Melihat kondisi itu maka sudah saatnya bagi kita yang berkecimpung di dunia pendidikan khususnya untuk mengubah fokus kita selama ini dari apa yang perlu dipelajari menjadi bagaimana caranya untuk mempelajari. Perubahan yang harus terjadi adalah perubahan dari isi menjadi proses. Belajar bagaimana cara belajar untuk mempelajari sesuatu menjadi suatu hal yang lebih penting daripada fakta-fakta dan konsep-konsep yang dipelajari itu sendiri’. Oleh karena itu, pendidikan harus mempersiapkan para individu untuk siap hidup dalam sebuah dunia di mana masalah-masalah muncul jauh lebih cepat daripada jawaban dari masalah tersebut, di mana ketidakpastian dan ambiguitas dari perubahan dapat dihadapi secara terbuka, di mana para individu memiliki keterampilan-keterampilan yang diperlukannya untuk secara berkelanjutan menyesuaikan hubungan mereka dengan sebuah dunia yang terus berubah, dan di mana tiap-tiap dari kita menjadi pemberi arti dari keberadaan kita. Untuk mencapai hal tersebut maka tidak hanya berarti teknik-teknik baru dalam pendidikan, tetapi juga tujuan baru. Tujuan pendidikan haruslah untuk mengembangkan suatu masyarakat di mana orang-orang dapat hidup secara lebih nyaman dengan adanya perubahan daripada dengan adanya kepastian. Dalam dunia yang akan datang, kemampuan untuk menghadapi hal-hal baru secara tepat lebih penting daripada kemampuan untuk mengetahui dan mengulangi hal-hal lama. Kebutuhan akan orientasi baru dalam pendidikan saat ini terasa begitu kuat dan nyata dalam berbagai bidang studi, baik dalam bidang studi eksakta maupun ilmu-ilmu sosial. Para pendidik, praktisi pendidikan dan kita semua, mau tidak mau harus merespon perubahan yang terjadi dengan mengubah paradigma pendidikan. Untuk menjawab dan mengatasi perubahan yang terjadi secara terus-menerus, salah satu alternatif yang dapat digunakan adalah paradigmna konstruktivistik.

* _TUGAS_
- a) Sebutkan semua ciri dunia yang, menurut teks tentang perubahan paradigma pendidikan di atas, harus dipersiapkan oleh pendidikan bagi para individu.
- b) Tuliskan lanjutan teks tentang perubahan paradigma pendidikan di atas, dimulai setelah kalimat terakhirnya.

* _BAHAN YANG DIBERIKAN_
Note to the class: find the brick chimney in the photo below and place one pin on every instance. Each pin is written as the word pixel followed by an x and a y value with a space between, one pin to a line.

* _JAWABAN YANG DIHARAPKAN_
- a)
- Masalah-masalah muncul jauh lebih cepat daripada jawaban dari masalah tersebut.
- Ketidakpastian dan ambiguitas dari perubahan dapat dihadapi secara terbuka.
- Para individu memiliki keterampilan-keterampilan yang diperlukannya untuk secara berkelanjutan menyesuaikan hubungan mereka dengan sebuah dunia yang terus berubah.
- Tiap-tiap dari kita menjadi pemberi arti dari keberadaan kita.

- b)
Hakikat Pembelajaran Behavioristik dan Pembelajaran Konstruktivistik
a. Hakikat Pembelajaran Behavioristik
Thornike, salah seorang penganut paham behavioristik, menyatakan bahwa belajar merupakan peristiwa terbentuknya asosiasi-asosiasi antara peristiwa-peristiwa yang sisebut stimulus (S) dengan respon ® yang diberikan atas stimulus tersebut. Pernyataan Thorndike ini didasarkan pada hasil eksperimennya di laboratorium yang menggunakan beberapa jenis hewan seperti kucing, anjing, monyet, dan ayam. Menurutnya, dari berbeagai situasi yang diberikan seekor hewan akan memberikan sejumlah respon, dan tindakan yang dapat terbentuk bergantung pada kekuatan keneksi atau ikatan-ikatan antara situasi dan respon tertentu. Kemudian ia menyimpulkan bahwa semua tingkah laku manusia baik pikiran maupun tindakan dapat dianalisis dalam bagian-bagian dari dua struktur yang sederhana, yaitu stimulus dan respon. Dengan demikian, menurut pandangan ini dasar terjadinya belajar adalah pembentukan asosiasi antara stimulus dan respon.
Selanjutnya, Thorndike mengemukakan bahwa terjadinya asosiasi antara stimulus dan respon ini mengikuti hukum-hukum berikut: (1) Hukum latihan (law of exercise), yaitu apabila asosiasi antara stimulus dan respon serting terjadi, maka asosiasi itu akan terbentuk semakin kuat. Interpretasi dari hokum ini adalah semakin sering suatu pengetahuan – yang telah terbentuk akibat tejadinya asosiasi antara stimulus dan respon – dilatih (digunakan), maka asosiasi tersebut akan semakin kuat; (2) Hukum akibat (law of effect), yaitu apabila asosiasi yang terbentuk antara stimulus dan respon diikuti oleh suatu kepuasan maka asosiasi akan semakin meningkat. Hal ini berarti (idealnya), jika suatu respon yang diberikan oleh seseorang terhadap suatu stimulus adalah benar dan ia mengetahuinya, maka kepuasan akan tercapai dan asosiasi akan diperkuat.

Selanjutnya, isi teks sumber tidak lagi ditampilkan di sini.